╭─ Excerpted text
Alexander Earl on Erik Kenyon
If there is one word that captures the situation of “the West” it is crisis. The political crisis, the ecological crisis, the crisis of the Middle East, the refugee crisis, the crisis of liberal hegemony, the crisis of conservative bigotry, the crisis of identity in its kaleidoscopic variety (racial, ethnic, national, sexual, gendered), the crisis of church decline, the Catholic sexual abuse crisis, the opioid crisis, the crisis of higher education; the list trails on. With each crisis there streams the ever-abundant polyphony of expert opinions heralding its causes in perfect Aristotelian fashion: material, efficient, formal, and final. In a word, there is an acute sense of our historical moment as apocalyptic—as any cursory glance at popular literature and media will demonstrate—yet despite the sounding of the trumpets, and contrary to its etymology, we are not quite sure what this apocalypse is revealing to us. While our senses have been activated, we still cannot see.
But perhaps the ubiquity of the term is enough to give us some indication as to what exactly we should be looking for. An intuitive definition of a crisis is that it has something to do with a choice in light of immense difficulties. But a choice is the purview of an agent, an agent that has encountered a reality which demands response, and, moreover, the response prompted of the agent must be made in full light of that agent’s contingency: their history, personality, and the circumstances of space and time. In the classical philosophical tradition, psuche, or soul, is the principle of life and motion of an organic body that brings that plethora of contingency into a real unity, manifesting the depths of its being in its activity; for humanity, this unity consists of properly ordering the faculties of reason, concupiscence and irascibility, or the classic tri-partite soul. To encounter an agent-in-act is inevitably to evaluate and judge what that action is manifesting. Through such indicators as intention, means, circumstance, and end, we work to understand an agent’s hidden character.
Thus, any crisis is because it is a crisis for an agent, and to be an agent entails moral evaluation, more boldly, moral judgment. But it would be misleading to use the singular here. Human beings are social creatures. In fact, there is no such thing as a human being simple and alone. We exist in relation; we are constituted in relation. Thus, moral judgment is always political, must always make reference to the polis to which the agent belongs and in turn constitutes.
The ramifications of this claim are great: individual moral judgment is always and already a kind of collective moral judgment. It is perhaps such an insight that made Aristotle, and Plato before him, think of ethical life and political life as inextricably linked. No matter which side of the relation you begin with, you must inevitably make a synthesis. If you want to ask the question, what does it mean to flourish? You must simultaneous ask the question, what is the flourishing polis? If you want one you need the other; there is a paradoxical feedback loop. For these reasons, it is unsurprising that Aristotle prefaces the Politics with the Nicomachean Ethics. We need to know what the nature of the human being is before we can know its proper end, and we need to know its proper end before we can know what the good state is such that it cultivates the conditions for producing that kind of character.The crucial question becomes: how do we cultivate those kinds of people, and how do we cultivate them amidst the indefatigable difficulties and shortcomings of political life? Here we arrive at some clarity; perhaps the root of these various crises is one of education, and the question of education is not just a question of content, but of pedagogy. But what does that mean?
╰─
= Tasks and exercises =
- A) From the essay on crisis, write out everything from "Thus, any crisis" down to "in turn constitutes.".
- B) Answer these questions from the essay on crisis.
(i) What four kinds of causes do the expert opinions herald for each crisis?
(ii) Which three faculties make up the classic tri-partite soul?
(iii) With which work does Aristotle preface the Politics?
╭─ Supplied data
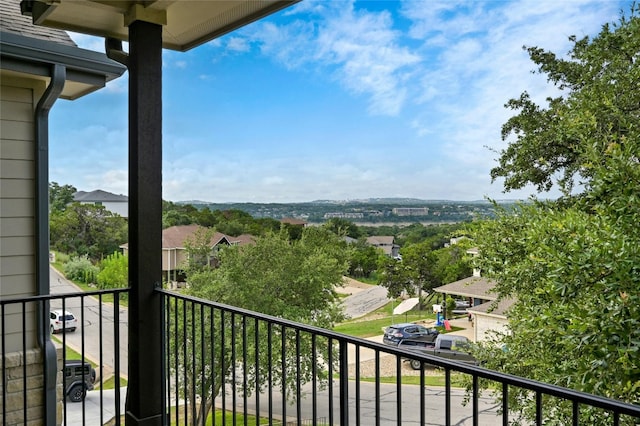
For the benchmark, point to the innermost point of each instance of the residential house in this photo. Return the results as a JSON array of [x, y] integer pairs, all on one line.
[[175, 254], [487, 312], [114, 203], [38, 66], [387, 244], [294, 221]]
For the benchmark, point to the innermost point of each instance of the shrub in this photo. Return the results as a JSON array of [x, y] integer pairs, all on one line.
[[81, 269]]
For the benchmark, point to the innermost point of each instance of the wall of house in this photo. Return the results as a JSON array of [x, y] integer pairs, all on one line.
[[485, 325], [18, 98]]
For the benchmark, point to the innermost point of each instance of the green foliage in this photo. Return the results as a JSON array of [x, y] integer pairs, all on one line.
[[81, 269], [573, 265], [84, 229], [114, 271], [60, 196], [343, 227], [597, 106], [363, 259]]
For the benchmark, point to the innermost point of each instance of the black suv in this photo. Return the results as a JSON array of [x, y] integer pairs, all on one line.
[[79, 378], [409, 334]]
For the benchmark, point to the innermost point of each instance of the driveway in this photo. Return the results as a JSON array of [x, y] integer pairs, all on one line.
[[363, 298]]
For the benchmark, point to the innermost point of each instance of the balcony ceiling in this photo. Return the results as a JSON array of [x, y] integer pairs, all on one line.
[[186, 23]]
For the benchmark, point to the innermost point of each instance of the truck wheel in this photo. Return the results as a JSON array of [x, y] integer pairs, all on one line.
[[77, 393]]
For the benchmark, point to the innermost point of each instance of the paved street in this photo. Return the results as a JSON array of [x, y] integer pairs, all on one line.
[[362, 299], [99, 350]]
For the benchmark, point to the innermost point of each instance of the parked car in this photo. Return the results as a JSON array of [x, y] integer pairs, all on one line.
[[62, 321], [455, 348], [409, 334], [79, 378]]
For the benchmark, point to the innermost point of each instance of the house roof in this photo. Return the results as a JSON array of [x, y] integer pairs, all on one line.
[[380, 240], [242, 240], [29, 50], [12, 21], [293, 221], [177, 236], [497, 308], [478, 287], [99, 195]]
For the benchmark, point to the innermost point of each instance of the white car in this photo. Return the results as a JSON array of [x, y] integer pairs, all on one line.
[[62, 321]]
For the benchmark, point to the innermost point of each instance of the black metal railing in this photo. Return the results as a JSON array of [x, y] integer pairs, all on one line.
[[95, 336], [260, 369], [230, 366]]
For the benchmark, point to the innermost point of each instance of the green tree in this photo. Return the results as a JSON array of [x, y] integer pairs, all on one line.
[[572, 265], [295, 280], [60, 196], [597, 105], [394, 276], [85, 229], [343, 227], [114, 272]]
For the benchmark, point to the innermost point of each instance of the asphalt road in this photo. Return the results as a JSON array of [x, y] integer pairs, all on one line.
[[358, 304], [91, 317]]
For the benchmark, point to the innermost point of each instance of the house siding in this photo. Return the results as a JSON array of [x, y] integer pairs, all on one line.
[[17, 205]]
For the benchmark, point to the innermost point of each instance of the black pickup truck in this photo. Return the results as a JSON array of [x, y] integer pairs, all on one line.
[[455, 348]]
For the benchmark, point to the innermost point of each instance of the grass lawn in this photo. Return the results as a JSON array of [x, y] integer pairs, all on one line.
[[373, 323]]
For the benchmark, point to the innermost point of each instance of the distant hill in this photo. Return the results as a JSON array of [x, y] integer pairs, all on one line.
[[371, 210]]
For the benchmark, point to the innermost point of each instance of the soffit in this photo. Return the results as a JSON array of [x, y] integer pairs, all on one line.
[[186, 23]]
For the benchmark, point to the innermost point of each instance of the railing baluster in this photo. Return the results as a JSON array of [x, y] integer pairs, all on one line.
[[203, 390], [298, 377], [330, 377], [223, 344], [447, 397], [233, 364], [399, 389], [423, 406], [244, 369], [283, 379], [256, 342], [344, 383], [270, 369], [357, 379], [377, 386], [505, 404]]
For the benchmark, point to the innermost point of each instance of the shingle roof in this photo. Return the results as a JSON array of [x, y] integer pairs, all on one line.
[[380, 240], [177, 236], [477, 287], [497, 308], [12, 21]]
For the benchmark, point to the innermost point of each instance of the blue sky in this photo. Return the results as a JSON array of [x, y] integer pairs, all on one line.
[[333, 100]]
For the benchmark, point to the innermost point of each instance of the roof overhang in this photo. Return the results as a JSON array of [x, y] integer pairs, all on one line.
[[86, 71], [186, 23]]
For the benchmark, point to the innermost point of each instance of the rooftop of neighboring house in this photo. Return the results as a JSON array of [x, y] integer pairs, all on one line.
[[293, 221], [495, 307], [99, 196], [380, 240]]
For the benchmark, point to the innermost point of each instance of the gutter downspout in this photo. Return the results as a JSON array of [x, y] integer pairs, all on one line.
[[50, 358]]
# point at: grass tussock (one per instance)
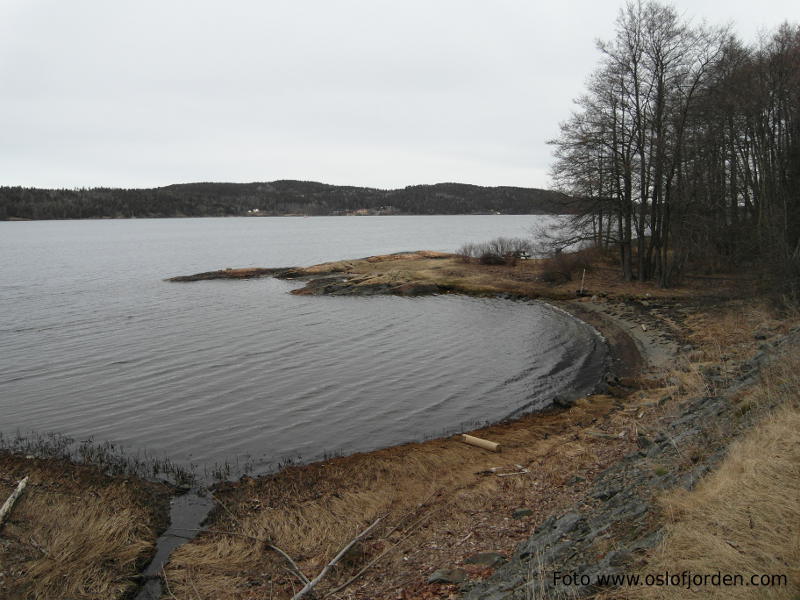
(74, 533)
(743, 518)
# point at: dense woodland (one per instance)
(275, 198)
(687, 146)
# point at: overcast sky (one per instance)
(360, 92)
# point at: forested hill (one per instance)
(275, 198)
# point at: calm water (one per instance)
(94, 343)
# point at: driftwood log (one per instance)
(480, 443)
(9, 504)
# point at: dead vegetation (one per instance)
(74, 532)
(442, 501)
(743, 519)
(555, 278)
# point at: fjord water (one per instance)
(94, 343)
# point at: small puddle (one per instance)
(186, 514)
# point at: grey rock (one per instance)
(486, 559)
(448, 576)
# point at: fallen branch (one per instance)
(9, 504)
(310, 585)
(294, 568)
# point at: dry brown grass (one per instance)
(745, 517)
(441, 501)
(527, 277)
(74, 533)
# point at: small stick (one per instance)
(480, 443)
(9, 504)
(310, 585)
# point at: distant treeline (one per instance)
(275, 198)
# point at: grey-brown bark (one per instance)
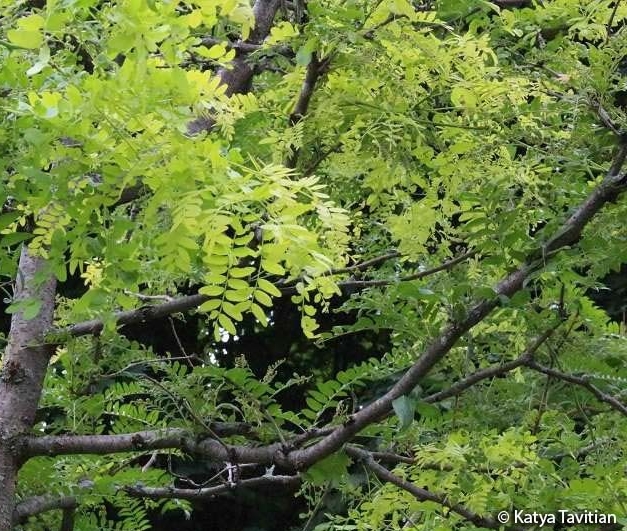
(24, 365)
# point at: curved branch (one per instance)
(239, 73)
(159, 493)
(41, 504)
(183, 304)
(570, 232)
(582, 381)
(490, 372)
(422, 494)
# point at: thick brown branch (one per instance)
(582, 381)
(611, 187)
(315, 69)
(248, 47)
(159, 493)
(183, 304)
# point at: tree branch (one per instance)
(159, 493)
(238, 75)
(570, 232)
(315, 69)
(460, 386)
(41, 504)
(422, 494)
(582, 381)
(183, 304)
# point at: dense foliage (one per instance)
(432, 190)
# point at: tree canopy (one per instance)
(342, 252)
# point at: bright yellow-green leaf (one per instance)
(263, 298)
(268, 287)
(211, 290)
(259, 314)
(210, 305)
(227, 324)
(26, 38)
(272, 267)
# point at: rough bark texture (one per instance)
(24, 365)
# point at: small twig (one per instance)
(611, 21)
(604, 116)
(458, 387)
(143, 297)
(160, 493)
(582, 381)
(151, 461)
(422, 494)
(449, 264)
(178, 342)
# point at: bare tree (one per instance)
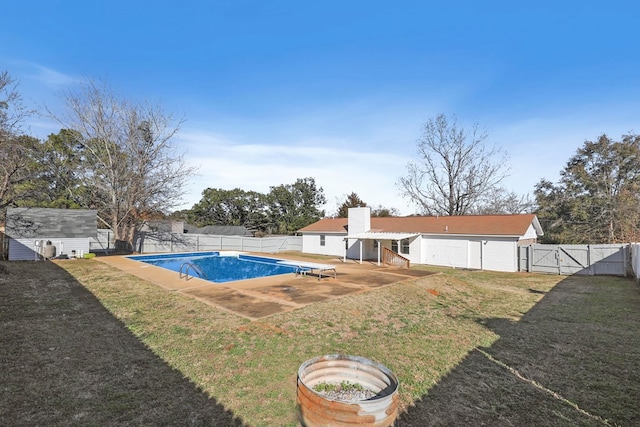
(130, 164)
(455, 170)
(17, 160)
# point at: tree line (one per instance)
(597, 199)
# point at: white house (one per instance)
(37, 233)
(485, 242)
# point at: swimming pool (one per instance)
(220, 267)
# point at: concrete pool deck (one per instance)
(257, 298)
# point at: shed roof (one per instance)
(47, 223)
(475, 225)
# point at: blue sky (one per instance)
(275, 90)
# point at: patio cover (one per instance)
(372, 235)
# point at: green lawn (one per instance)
(467, 347)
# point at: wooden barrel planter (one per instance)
(317, 409)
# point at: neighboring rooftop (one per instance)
(50, 223)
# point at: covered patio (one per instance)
(383, 245)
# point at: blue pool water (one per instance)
(219, 268)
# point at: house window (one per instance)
(404, 246)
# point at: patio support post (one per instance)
(346, 243)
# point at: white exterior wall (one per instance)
(500, 255)
(496, 254)
(26, 250)
(445, 251)
(334, 244)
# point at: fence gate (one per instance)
(574, 259)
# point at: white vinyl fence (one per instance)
(176, 242)
(612, 259)
(635, 259)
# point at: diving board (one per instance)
(303, 268)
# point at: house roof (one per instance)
(46, 223)
(481, 225)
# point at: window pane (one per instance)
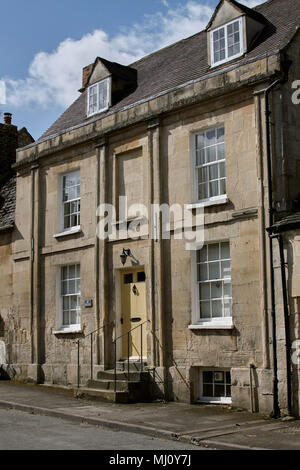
(211, 154)
(214, 271)
(208, 390)
(202, 254)
(221, 170)
(64, 273)
(213, 172)
(200, 157)
(213, 252)
(72, 272)
(73, 302)
(220, 135)
(67, 222)
(103, 94)
(65, 318)
(207, 377)
(213, 189)
(223, 186)
(217, 308)
(72, 287)
(203, 272)
(205, 310)
(225, 250)
(221, 152)
(203, 175)
(227, 308)
(216, 290)
(200, 141)
(66, 303)
(219, 390)
(227, 289)
(74, 317)
(211, 137)
(205, 291)
(226, 270)
(203, 191)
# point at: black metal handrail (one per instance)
(78, 350)
(128, 344)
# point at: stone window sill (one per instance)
(213, 201)
(72, 231)
(212, 326)
(68, 331)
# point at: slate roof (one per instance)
(8, 180)
(289, 222)
(186, 60)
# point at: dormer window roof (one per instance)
(106, 83)
(226, 42)
(232, 31)
(98, 97)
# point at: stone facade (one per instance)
(146, 152)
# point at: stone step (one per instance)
(133, 365)
(134, 376)
(121, 385)
(103, 395)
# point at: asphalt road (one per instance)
(23, 431)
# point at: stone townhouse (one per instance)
(10, 139)
(208, 124)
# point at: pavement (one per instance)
(213, 427)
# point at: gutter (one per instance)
(7, 228)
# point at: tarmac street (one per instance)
(23, 431)
(196, 426)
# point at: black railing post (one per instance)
(115, 343)
(92, 356)
(78, 363)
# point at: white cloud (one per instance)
(251, 3)
(54, 77)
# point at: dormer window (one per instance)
(98, 97)
(226, 42)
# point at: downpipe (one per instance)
(285, 64)
(286, 322)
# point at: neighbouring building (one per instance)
(209, 123)
(10, 333)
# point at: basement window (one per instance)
(98, 97)
(215, 386)
(226, 42)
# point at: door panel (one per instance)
(134, 314)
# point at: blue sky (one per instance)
(45, 44)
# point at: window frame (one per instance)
(213, 400)
(209, 321)
(224, 26)
(107, 79)
(70, 327)
(212, 199)
(72, 228)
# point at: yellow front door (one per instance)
(133, 314)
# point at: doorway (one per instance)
(133, 314)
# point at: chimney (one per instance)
(7, 118)
(86, 71)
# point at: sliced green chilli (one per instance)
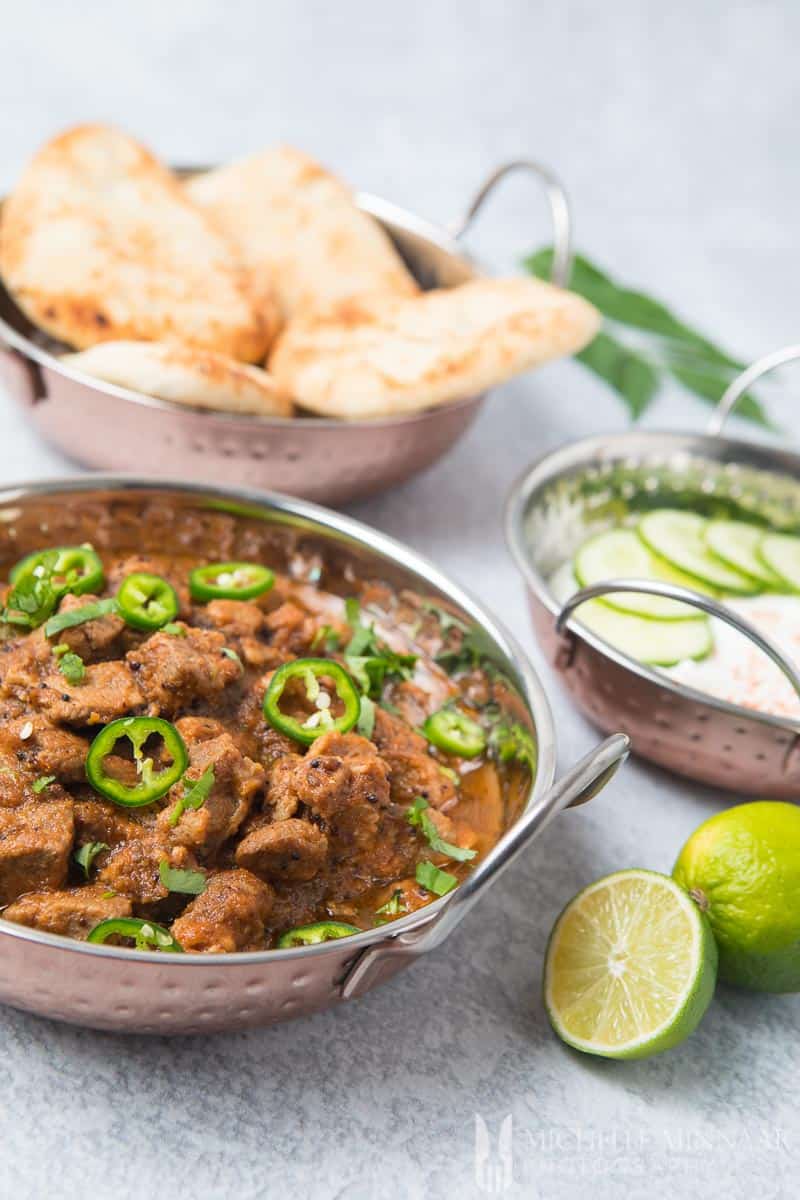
(76, 569)
(230, 581)
(323, 719)
(151, 784)
(455, 732)
(145, 934)
(320, 931)
(146, 601)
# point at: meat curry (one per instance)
(203, 756)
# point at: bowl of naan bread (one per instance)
(256, 323)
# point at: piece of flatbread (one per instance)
(98, 243)
(299, 231)
(378, 357)
(184, 375)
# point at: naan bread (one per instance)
(378, 357)
(98, 243)
(184, 375)
(299, 232)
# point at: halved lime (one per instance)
(621, 555)
(630, 967)
(679, 537)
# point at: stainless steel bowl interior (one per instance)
(600, 483)
(275, 527)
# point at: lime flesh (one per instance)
(630, 967)
(743, 867)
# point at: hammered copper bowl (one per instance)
(595, 484)
(116, 989)
(109, 427)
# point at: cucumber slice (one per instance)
(621, 555)
(657, 642)
(781, 555)
(738, 545)
(679, 537)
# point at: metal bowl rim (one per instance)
(585, 451)
(397, 552)
(376, 207)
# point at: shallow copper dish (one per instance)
(116, 989)
(585, 487)
(106, 426)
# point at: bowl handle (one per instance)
(559, 204)
(738, 387)
(697, 600)
(579, 784)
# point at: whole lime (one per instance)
(743, 869)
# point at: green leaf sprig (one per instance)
(662, 347)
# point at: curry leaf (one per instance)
(666, 345)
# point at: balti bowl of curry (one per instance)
(254, 757)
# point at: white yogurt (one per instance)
(737, 670)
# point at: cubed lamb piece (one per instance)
(174, 671)
(282, 792)
(391, 735)
(72, 913)
(234, 618)
(419, 774)
(95, 639)
(344, 789)
(103, 821)
(46, 749)
(108, 690)
(22, 663)
(236, 779)
(413, 771)
(292, 629)
(283, 851)
(35, 844)
(228, 916)
(132, 869)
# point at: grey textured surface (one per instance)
(675, 127)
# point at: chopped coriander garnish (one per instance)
(196, 793)
(78, 616)
(370, 660)
(366, 723)
(420, 817)
(433, 880)
(186, 882)
(72, 667)
(86, 855)
(510, 741)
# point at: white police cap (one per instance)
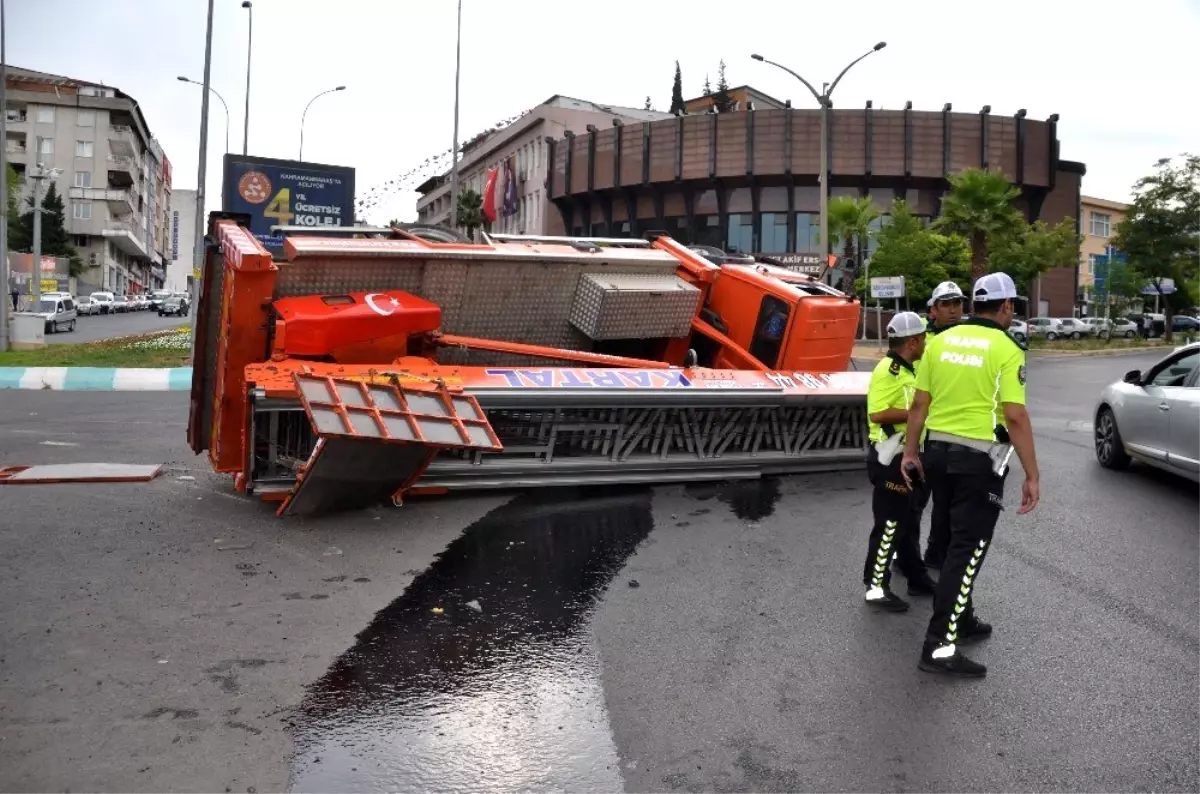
(905, 324)
(994, 287)
(946, 292)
╰─
= Solution list =
- A)
Thus, any crisis is because it is a crisis for an agent, and to be an agent entails moral evaluation, more boldly, moral judgment. But it would be misleading to use the singular here. Human beings are social creatures. In fact, there is no such thing as a human being simple and alone. We exist in relation; we are constituted in relation. Thus, moral judgment is always political, must always make reference to the polis to which the agent belongs and in turn constitutes.

- B)
(i) Material, efficient, formal, and final.
(ii) Reason, concupiscence, and irascibility.
(iii) The Nicomachean Ethics.